Task to carry out>
The data below is to be repeated in full, exactly as shown.
[Data extracts]
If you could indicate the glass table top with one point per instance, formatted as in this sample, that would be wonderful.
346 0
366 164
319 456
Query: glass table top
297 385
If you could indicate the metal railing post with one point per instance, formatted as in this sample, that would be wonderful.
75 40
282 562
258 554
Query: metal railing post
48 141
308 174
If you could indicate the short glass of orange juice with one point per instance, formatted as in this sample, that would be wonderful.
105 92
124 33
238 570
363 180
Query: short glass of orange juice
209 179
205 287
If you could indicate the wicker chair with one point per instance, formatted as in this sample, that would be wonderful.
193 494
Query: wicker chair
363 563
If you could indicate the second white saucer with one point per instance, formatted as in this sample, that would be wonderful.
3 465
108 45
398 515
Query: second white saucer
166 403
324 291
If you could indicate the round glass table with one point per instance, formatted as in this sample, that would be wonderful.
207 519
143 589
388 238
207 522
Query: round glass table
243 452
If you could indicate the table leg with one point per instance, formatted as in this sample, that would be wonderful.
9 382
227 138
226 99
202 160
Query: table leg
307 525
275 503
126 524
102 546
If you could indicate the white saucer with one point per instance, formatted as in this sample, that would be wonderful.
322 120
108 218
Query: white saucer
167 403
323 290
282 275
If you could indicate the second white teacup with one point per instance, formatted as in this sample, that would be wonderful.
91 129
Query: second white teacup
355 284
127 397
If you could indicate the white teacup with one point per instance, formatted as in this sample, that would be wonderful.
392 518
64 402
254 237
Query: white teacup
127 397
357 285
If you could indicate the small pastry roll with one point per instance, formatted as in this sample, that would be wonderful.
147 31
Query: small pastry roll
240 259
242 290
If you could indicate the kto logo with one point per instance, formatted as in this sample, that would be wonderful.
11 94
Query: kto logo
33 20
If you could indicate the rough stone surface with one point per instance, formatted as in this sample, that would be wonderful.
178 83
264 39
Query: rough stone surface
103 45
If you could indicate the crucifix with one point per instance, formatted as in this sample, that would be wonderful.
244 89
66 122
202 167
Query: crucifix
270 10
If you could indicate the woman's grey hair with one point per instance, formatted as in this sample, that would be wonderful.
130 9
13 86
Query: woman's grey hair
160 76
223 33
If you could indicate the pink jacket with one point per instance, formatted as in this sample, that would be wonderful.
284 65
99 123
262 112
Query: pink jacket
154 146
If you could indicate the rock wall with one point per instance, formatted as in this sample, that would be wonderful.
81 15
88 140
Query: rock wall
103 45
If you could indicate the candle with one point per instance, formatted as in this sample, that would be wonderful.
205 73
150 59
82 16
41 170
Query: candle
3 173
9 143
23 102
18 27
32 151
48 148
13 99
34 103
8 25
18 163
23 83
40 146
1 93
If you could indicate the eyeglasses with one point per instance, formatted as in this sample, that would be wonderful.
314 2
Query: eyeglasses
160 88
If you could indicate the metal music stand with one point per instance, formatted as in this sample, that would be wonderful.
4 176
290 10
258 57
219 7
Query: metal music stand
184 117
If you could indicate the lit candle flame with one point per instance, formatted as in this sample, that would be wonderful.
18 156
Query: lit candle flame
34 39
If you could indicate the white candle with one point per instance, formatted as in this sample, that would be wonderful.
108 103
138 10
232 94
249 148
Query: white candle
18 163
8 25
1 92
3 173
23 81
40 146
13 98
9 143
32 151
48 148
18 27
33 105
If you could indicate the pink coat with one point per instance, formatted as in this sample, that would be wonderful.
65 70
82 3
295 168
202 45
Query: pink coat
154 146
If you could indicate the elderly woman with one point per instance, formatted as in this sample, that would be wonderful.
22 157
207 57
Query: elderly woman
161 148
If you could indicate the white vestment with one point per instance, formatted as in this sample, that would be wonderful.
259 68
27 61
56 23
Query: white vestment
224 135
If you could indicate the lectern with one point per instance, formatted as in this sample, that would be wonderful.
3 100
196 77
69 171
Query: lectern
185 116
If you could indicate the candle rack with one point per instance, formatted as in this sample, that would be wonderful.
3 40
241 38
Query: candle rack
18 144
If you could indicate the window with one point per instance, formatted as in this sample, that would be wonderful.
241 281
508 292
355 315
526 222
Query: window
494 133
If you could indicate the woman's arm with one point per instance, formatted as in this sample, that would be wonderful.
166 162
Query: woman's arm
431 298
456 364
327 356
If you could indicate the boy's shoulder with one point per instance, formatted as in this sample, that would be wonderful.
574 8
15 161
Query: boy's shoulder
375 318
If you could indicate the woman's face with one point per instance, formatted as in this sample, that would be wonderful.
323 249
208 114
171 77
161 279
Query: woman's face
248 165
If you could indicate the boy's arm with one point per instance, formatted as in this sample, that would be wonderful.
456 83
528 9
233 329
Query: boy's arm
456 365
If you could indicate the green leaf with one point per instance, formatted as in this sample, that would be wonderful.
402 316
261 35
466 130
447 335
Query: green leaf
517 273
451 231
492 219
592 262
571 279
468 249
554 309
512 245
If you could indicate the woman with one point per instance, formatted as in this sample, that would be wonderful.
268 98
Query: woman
[/Data extracts]
Written solution>
If you could indicate the glass table top with one point per instance, formatted as in this sample, that would be wonderful.
346 0
366 164
319 456
Query: glass table top
297 385
If you could indicate the metal railing post with one point per instance, formatted as in this sample, that would be wonderful.
75 40
282 562
258 554
Query: metal railing post
48 141
308 174
If you could indicate the short glass of orange juice with one point per instance, formatted as in this sample, that would be wonderful.
105 92
124 33
238 570
363 180
Query: short glass of orange juice
209 179
205 287
If you could indicate the wicker chair with one point per instance, formatted as in this sample, that would be wonderful.
193 494
Query: wicker chair
363 563
If you could indicate the second white saucer with one point per instance, formatted as in this sample, that would be wonderful.
3 465
108 45
398 515
Query: second white saucer
166 403
324 291
If you could indicate the round glass table with one point per instance, formatted as in this sample, that would be wonderful.
207 519
143 589
388 238
207 522
Query: round glass table
243 452
If you could indicate the table leg with one point per instance, formatted as in this sample, that would be wonderful.
9 382
227 138
226 99
202 160
Query: table leg
307 525
275 503
126 524
102 546
If you could indicate the white saucer with one point per instance, formatted as in this sample, that would be wonderful.
322 120
108 218
Query: white saucer
167 403
323 290
282 275
If you could indicate the second white teacup with one point per instance, formatted as in this sample, that would be wonderful.
91 129
Query: second white teacup
355 284
127 397
If you could indicate the white teacup with one point per instance, formatted as in this sample, that would be wonderful.
392 518
64 402
254 237
Query: white teacup
127 397
357 285
If you could indicate the small pastry roll with one point per instance, formatted as in this sample, that would be wonderful.
147 31
Query: small pastry roll
240 259
242 290
If you could indicate the kto logo with one point per instance, formatted as in this sample, that would be wonderful.
11 94
Query: kto logo
33 20
If you could indicate the rough stone surface with one point per instance, formatted as in this sample, that would be wonderful.
178 83
264 39
Query: rough stone surface
103 45
If you could indicate the crucifix with one point per instance, formatted as in this sample, that would be wonderful.
244 89
66 122
202 167
Query: crucifix
270 10
If you could indicate the woman's grey hair with one point per instance, formatted as in this sample, that would be wonderful.
130 9
13 86
Query: woman's grey hair
160 76
223 33
If you could indicate the pink jacket with one point per instance, formatted as in this sample, that would be wonderful.
284 65
99 123
262 112
Query: pink jacket
154 146
If you could indicate the rock wall with one point per instance, formatted as in this sample, that would be wonderful.
81 15
88 140
Query: rock wall
103 45
If you could indicate the candle with one point per instance, formatted as in this sample, that would be wonderful.
205 73
150 59
82 16
41 170
Query: candle
3 173
9 143
23 102
18 27
32 151
48 148
13 99
34 103
8 25
18 163
23 83
40 146
1 93
If you could indicate the eyeglasses with one point per instance, formatted as in this sample, that would be wonderful.
314 2
Query: eyeglasses
160 88
If you could indicate the metal music stand with one point per instance, formatted as in this sample, that would be wonderful.
4 176
290 10
258 57
219 7
Query: metal music stand
184 117
If you could indicate the lit candle flame with one point per instance, formatted as in this sample, that would be wonderful.
18 156
Query: lit candle flame
34 39
If you could indicate the white candle with one point per instance, formatted as in this sample, that would be wonderful.
108 103
138 10
232 94
249 148
Query: white candle
18 163
8 25
1 92
3 173
23 81
40 146
13 98
9 143
32 151
48 148
18 27
33 105
If you could indicate the pink coat with one point per instance, formatted as in this sample, that would be wonderful.
65 70
82 3
295 168
202 45
Query: pink coat
154 146
If you could indicate the elderly woman with one point per instance, formatted as in this sample, that would be wonderful.
22 157
207 57
Query: elderly woman
161 148
If you could indicate the white vestment with one point per instance, formatted as in this sample, that would be wonderful.
259 68
27 61
56 23
Query: white vestment
224 135
If you could indicate the lectern with one point per instance, formatted as in this sample, that would be wonderful.
3 100
196 77
69 171
Query: lectern
185 116
If you could indicate the candle rack with one point per instance, formatted as in this sample, that would be wonderful.
3 40
241 38
Query: candle rack
18 144
If you could indicate the window with one point per instance, formatted as in this sample, that would be wonderful.
241 281
508 292
355 315
526 222
Query: window
494 133
If you could indicate the woman's arm with one point per instance, formatted as in this sample, that would be wonderful.
166 162
Query: woman's arm
431 298
456 364
327 356
If you could indicate the boy's shoulder with one point per instance, formatted as in this sample, that would be wonderful.
574 8
15 161
Query: boy's shoulder
375 318
If you could indicate the woman's face with one point per instance, formatted as in this sample, that would be wonderful.
323 249
208 114
171 77
161 279
Query: woman's face
248 165
If you could indicate the boy's arm with one point per instance, formatted as in this sample, that would be wonderful.
456 83
528 9
233 329
Query: boy's arm
456 365
If you could indicate the green leaf with one point per instance, formatted as in this sample, that would be wonderful.
402 316
261 35
466 130
447 335
Query: green leaf
517 273
451 231
492 219
592 262
571 279
468 249
554 309
512 245
If you could indicate the woman with one point per instance, formatted as in this sample, that would be wonderful.
268 98
Query: woman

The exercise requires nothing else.